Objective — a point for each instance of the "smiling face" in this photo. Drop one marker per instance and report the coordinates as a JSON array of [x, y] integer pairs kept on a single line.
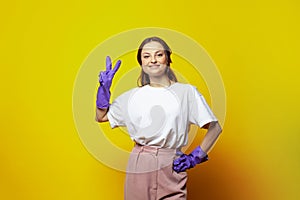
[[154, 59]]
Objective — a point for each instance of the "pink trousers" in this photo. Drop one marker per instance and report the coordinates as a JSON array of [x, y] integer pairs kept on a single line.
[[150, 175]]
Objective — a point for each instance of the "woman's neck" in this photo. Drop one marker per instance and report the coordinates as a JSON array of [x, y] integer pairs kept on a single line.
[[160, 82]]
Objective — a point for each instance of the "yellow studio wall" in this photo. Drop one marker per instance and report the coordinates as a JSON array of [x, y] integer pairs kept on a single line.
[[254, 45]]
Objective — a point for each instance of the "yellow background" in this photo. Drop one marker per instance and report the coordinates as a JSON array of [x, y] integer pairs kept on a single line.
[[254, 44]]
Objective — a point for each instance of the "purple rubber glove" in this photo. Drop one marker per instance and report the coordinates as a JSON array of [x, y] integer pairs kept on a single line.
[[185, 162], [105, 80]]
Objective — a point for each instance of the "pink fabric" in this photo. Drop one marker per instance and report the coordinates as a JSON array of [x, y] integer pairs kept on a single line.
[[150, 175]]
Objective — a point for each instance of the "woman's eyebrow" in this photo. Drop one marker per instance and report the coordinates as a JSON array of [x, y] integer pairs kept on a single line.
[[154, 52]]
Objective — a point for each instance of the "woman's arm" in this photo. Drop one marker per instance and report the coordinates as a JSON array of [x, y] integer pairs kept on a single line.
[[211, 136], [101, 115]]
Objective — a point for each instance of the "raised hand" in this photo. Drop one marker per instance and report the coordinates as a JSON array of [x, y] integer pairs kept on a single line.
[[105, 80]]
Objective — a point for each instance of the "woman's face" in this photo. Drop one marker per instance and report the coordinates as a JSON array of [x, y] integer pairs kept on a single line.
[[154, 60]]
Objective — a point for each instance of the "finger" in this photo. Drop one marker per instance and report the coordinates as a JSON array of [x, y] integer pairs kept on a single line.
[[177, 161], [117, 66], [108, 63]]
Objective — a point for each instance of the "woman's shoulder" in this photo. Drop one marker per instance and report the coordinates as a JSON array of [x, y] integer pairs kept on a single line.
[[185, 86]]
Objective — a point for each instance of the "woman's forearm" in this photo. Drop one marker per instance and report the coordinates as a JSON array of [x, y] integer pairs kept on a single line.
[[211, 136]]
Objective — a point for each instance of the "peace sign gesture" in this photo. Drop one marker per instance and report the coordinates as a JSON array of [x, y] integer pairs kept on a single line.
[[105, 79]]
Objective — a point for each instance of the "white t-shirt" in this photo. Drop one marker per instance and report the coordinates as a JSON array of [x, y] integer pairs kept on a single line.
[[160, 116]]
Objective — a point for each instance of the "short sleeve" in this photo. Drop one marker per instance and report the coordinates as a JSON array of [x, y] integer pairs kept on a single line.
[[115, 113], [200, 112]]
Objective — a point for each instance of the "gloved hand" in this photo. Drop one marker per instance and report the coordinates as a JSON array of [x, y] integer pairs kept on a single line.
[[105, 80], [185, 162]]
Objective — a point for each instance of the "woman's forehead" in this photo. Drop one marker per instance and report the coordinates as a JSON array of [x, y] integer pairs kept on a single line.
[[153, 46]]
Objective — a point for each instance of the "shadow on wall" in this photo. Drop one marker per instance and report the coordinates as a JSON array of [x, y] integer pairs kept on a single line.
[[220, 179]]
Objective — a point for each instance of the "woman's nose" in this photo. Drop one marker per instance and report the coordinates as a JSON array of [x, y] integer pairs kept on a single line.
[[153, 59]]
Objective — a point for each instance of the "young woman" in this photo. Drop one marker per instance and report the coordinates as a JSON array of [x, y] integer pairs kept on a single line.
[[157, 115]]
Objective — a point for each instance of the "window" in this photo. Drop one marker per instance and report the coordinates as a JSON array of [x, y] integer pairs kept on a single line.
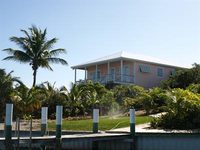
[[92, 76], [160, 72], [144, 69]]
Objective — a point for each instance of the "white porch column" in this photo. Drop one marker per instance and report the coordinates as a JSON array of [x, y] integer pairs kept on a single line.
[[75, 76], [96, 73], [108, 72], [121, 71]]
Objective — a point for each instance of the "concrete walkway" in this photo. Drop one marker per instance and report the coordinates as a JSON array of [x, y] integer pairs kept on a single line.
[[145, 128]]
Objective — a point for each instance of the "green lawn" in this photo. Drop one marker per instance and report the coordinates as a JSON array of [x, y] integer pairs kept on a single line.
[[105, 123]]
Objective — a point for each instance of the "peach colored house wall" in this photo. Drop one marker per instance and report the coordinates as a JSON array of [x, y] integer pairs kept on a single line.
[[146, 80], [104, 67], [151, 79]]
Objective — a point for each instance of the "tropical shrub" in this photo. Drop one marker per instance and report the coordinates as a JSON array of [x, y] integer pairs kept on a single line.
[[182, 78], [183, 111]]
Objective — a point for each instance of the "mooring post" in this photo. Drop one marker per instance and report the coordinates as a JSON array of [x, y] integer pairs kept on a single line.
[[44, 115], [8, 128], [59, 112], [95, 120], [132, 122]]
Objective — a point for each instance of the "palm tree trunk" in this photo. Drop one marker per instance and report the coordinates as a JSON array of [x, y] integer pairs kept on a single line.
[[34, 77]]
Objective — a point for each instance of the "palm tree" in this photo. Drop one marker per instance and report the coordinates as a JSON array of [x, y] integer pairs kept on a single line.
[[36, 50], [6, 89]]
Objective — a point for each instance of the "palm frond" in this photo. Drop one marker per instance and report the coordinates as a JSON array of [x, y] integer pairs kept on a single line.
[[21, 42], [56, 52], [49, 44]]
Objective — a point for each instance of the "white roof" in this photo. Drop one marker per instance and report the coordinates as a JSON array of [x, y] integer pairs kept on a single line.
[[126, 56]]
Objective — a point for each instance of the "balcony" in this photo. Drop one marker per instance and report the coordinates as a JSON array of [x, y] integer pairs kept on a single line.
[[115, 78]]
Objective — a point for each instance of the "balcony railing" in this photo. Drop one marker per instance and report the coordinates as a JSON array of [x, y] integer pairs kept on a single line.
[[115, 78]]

---

§ TASK OBJECTIVE:
Ignore the images and quote every line of the listing exactly.

§ TASK ANSWER:
Objective — a point for each instance of the "smiling face" in this photo. Drop one marker per instance and report the coordinates as a JSON array of [x, y] integer pairs kept on a single line.
[[154, 59]]
Objective — a point for each instance of the "pink trousers" in this photo. Drop one marker per instance and report the coordinates as a JSON array of [x, y] integer pairs kept on a single line.
[[150, 175]]
Objective — a point for each instance of the "woman's neck" in this photo. Drop one marker per instance and report the coordinates as a JSON array of [x, y] integer pairs kept on a single line.
[[160, 82]]
Objective — a point for each instance of the "yellow studio wall" in this photo. Drop one marker per instance and report the coordinates as a JSON array of [x, y] integer pairs kept on a single line.
[[254, 45]]
Objective — a point for each instance of the "yellow background" in this photo. Drop one marker per instance and report the coordinates as a JSON array of [x, y] integer pairs kept on a single line.
[[254, 44]]
Objective — a point for each instance of the "purple rubber glove" in this photo. Drop one marker per instance and report the coordinates as a JSON array of [x, y] integer pairs kept on a single line.
[[185, 162], [105, 80]]
Objective — a point for each instance of the "pink fabric" in this photo. Drop one marker per instance and report the coordinates as a JSON array of [x, y] integer pairs kept on a single line.
[[150, 175]]
Objective — a point for each instance of the "woman's eyebrow" in this photo. Drop one marker per instance and report the coordinates as a JSON array of [x, y] integer pairs kept on a single line.
[[154, 52]]
Objective — a point for each instance of the "woman's arm" in this photo. Drop one marker per instance and report the coordinates as a JSON array of [x, y] integer pairs kept on a single line.
[[211, 136], [101, 115]]
Objective — a point for each instance of the "raised hand" in this photo. Drop one marker per instance and report the coordinates as a JSON array of [x, y] integer pairs kept on a single line.
[[105, 80]]
Objective — a point for each instance of the "woman's face" in this photo. Drop one marker per instance and report the coordinates as a JSON array of [x, y] integer pairs kept on a single line.
[[154, 60]]
Objective — a point for each instance of the "finger" in this photo. Drop one marker per instance and report the coordinates as a JSON array of [x, y] integer pairs kept on a single line.
[[177, 161], [117, 66], [108, 63]]
Objective — a point for each instance of the "woman's shoulder" in this photo. Drop one marker per instance and report the coordinates as a JSON array of [x, y] integer pairs kept on a single line.
[[185, 86]]
Objective — a point for each instance of the "woman's forearm" in this photo. Drop one marker per instance and report the coordinates as a JSON array of [x, y] integer pairs kept on a single line.
[[211, 136]]
Objective — a point for each instance of the "peace sign gesture" in this photo. Drop one marker per instance and report the coordinates as a JSON array of [x, y] integer pairs kept on a single line.
[[105, 79]]
Objective — a point for each instance of the "white t-shirt" in this photo. Drop one marker per instance and report the coordinates as a JSON array of [x, y] integer pairs kept on a single line.
[[160, 116]]
Objective — a point for each instance of the "short sleeve" in this photo. Drop one marker per instance and report the coordinates as a JSON array of [x, y] integer pairs kept on a single line.
[[115, 113], [200, 112]]
Objective — a point for each instance of the "gloved hand" in this photo. Drop one marker per instance and report the coordinates as a JSON array of [x, y] integer pairs kept on a single line.
[[105, 80], [185, 162]]
Objective — a point for each instance of the "woman's forehead" in this photo. Drop one marker per instance and report the coordinates as a JSON array of [x, y] integer pairs kept on a single line.
[[153, 46]]
Objective — a point for each instance of the "shadow on wall" in this photo. Drop one marker per instance and report the coordinates as a JSON array of [x, y] integer pairs kept on a single line.
[[220, 179]]
Objective — a point for each instance of the "woman's nose" in this photo. Drop one marker per instance and report the coordinates as a JSON array of [x, y] integer pairs kept on a single line.
[[153, 59]]
Objective — a point for each instance of the "young woman" in this photo. Drop one marker per instance and report the coordinates as a JSON array of [x, y] integer pairs kept on a single line.
[[157, 115]]
Objective — a point for each instance of the "window" in this photo. Drop one marker per instance and report the coordinates as a JSON array of [x, y] integer pairs kept on a single line.
[[92, 76], [160, 72], [144, 69]]
Objective — a point for each instance of the "white porch column" in this photo. Drop one marker per instance and report the coordinates as a JSON array of [x, y] integer pairs kept on a single line.
[[75, 76], [96, 73], [108, 72], [121, 71]]
Objective — a point for each instance of the "concrete walkway" in this photo. Drop one marker per instance and report the coordinates as a JSON array of [x, y] integer pairs kept on a single line.
[[145, 128]]
Objective — a point for each instance of the "green lawn" in this photo. Drop one marker per instance and report the coordinates as a JSON array of [x, y] integer pairs kept on a single line.
[[105, 123]]
Objective — a point for each instance of the "peach colored house wall" in this photo. Drop one marker per instance and report the coordinates as a JSON array of [x, y] integer pairs kept on a single line.
[[146, 80], [104, 67], [151, 79]]
Objective — a point for each instance of the "tropical shrub" in this photo. Drop one marker per instance and report the coordinates as a JSON array of [x, y] integer pairs kept on a single line.
[[182, 78], [183, 111]]
Objective — a point for each instance of the "mooring post" in this photo. Drop one marker per instance and report the coordinates as a JSON array of [x, y] integer pairs kept on a single line.
[[44, 115], [8, 128], [59, 112], [95, 120], [132, 122]]
Objective — a point for each instance of the "palm tree trunk" in this photo. Drop one marker per instance and report the coordinates as a JSON array of [x, y] integer pairs kept on a single line.
[[34, 77]]
Objective — a point for each instance of the "palm tree" in this photo. Drop one marker per instance and report the coordinates as a JSON array of [x, y] integer pairs kept on a single line.
[[36, 50], [6, 89]]
Objective — a point for each instance of the "palm frond" in this photo. Drop one marker per instance and report the coordinates as a JSON array of [x, y] integer pairs kept on a single line.
[[21, 42], [56, 52], [49, 44]]
Objective — a point for each instance of the "white roof" in this photo. Drop one marker per instance and report the coordinates as a JSON array of [x, y] integer pairs kept on a single line.
[[126, 56]]
Objective — a point for each instance of the "balcony" in this photo. Drop one marker per instance and report the coordinates as a JSON array of [x, y] integer pairs kept on a single line.
[[115, 78]]
Objective — a point for each instance of the "balcony railing" in this photo. Drop one marker per instance and report the coordinates as a JSON array of [x, y] integer pairs kept on a single line.
[[115, 78]]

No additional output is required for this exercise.